**EXERCISE AIM:** Output the data below in full, character for character.

'''

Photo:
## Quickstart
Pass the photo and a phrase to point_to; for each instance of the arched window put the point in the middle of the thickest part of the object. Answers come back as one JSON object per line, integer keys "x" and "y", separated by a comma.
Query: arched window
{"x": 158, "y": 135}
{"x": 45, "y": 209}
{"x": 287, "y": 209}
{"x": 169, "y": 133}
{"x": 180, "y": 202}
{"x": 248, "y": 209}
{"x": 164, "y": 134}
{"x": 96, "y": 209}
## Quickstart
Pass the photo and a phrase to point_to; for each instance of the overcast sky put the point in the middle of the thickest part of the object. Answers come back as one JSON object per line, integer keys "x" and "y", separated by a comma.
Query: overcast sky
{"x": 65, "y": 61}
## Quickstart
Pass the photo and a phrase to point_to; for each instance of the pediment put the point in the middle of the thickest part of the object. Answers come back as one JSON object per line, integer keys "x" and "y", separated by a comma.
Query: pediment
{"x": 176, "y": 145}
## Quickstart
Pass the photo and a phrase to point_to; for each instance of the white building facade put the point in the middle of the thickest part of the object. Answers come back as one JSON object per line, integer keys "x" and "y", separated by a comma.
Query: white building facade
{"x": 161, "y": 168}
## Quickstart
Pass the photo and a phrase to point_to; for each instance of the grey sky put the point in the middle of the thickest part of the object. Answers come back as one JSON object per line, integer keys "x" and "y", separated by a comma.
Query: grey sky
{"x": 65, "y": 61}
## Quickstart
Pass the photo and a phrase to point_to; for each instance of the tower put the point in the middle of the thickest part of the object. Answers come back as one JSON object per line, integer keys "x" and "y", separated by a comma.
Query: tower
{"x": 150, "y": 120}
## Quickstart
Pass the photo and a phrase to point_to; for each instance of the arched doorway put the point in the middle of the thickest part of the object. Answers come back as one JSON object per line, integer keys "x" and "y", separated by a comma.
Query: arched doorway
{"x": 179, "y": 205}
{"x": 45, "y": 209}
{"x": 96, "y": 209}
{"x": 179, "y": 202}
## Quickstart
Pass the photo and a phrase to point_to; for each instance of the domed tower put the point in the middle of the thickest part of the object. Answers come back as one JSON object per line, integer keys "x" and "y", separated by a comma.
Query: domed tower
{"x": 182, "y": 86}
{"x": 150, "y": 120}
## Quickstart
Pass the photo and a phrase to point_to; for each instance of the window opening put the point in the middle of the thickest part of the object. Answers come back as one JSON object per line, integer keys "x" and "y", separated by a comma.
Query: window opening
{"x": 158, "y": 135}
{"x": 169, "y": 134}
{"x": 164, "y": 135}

'''

**THE OUTPUT:**
Photo:
## Quickstart
Pass the photo and a phrase to point_to; for each instance of the arched window put the point in the middle of the thickest part of the object. Answers come back as one JSON object per line, integer keys "x" and "y", separated by a comma.
Query: arched window
{"x": 158, "y": 135}
{"x": 45, "y": 209}
{"x": 287, "y": 209}
{"x": 169, "y": 133}
{"x": 180, "y": 202}
{"x": 248, "y": 209}
{"x": 164, "y": 134}
{"x": 96, "y": 209}
## Quickstart
Pass the photo and a phrase to point_to; for each instance of the overcast sky put the point in the middle of the thickest part of the object. Answers come back as one JSON object per line, integer keys "x" and "y", separated by a comma.
Query: overcast sky
{"x": 65, "y": 61}
## Quickstart
Pass the photo and a phrase to point_to; for each instance of the pediment put the point in the middle of the thickest part of the object. Answers come back as one JSON object per line, integer keys "x" and "y", separated by a comma.
Query: pediment
{"x": 176, "y": 145}
## Quickstart
Pass the photo and a phrase to point_to; for each instance of the white building facade put the point in the middle of the thickest part of the object. Answers come back as one JSON object per line, integer keys "x" and "y", separated by a comma.
Query: white building facade
{"x": 161, "y": 168}
## Quickstart
Pass the photo and a phrase to point_to; for each instance of the grey sky put the point in the middle of the thickest part of the object. Answers come back as one JSON object per line, integer keys "x" and "y", separated by a comma.
Query: grey sky
{"x": 65, "y": 61}
## Quickstart
Pass the photo and a phrase to point_to; for each instance of the tower put the point in the middle of the thickest part of the object. Answers come back as one JSON object per line, integer keys "x" and "y", separated by a comma.
Query: tower
{"x": 150, "y": 120}
## Quickstart
Pass the photo and a phrase to point_to; for each instance of the arched doorway put the point in the middle of the thickest part of the object. Answers come back as one JSON object per line, integer keys "x" and "y", separated by a comma.
Query: arched doorway
{"x": 179, "y": 205}
{"x": 45, "y": 209}
{"x": 96, "y": 209}
{"x": 179, "y": 202}
## Quickstart
Pass the photo and a phrase to point_to; for each instance of the domed tower put the point in the middle of the thickest part of the object. Answers come back as one JSON object per line, integer keys "x" and "y", separated by a comma.
Query: domed tower
{"x": 182, "y": 86}
{"x": 150, "y": 120}
## Quickstart
Pass the photo and a phrase to point_to; for each instance of the window opening put the point in the middle of the thickest part of the object. Answers come back as one JSON object per line, integer keys "x" and "y", separated by a comma.
Query: window opening
{"x": 158, "y": 135}
{"x": 169, "y": 134}
{"x": 164, "y": 135}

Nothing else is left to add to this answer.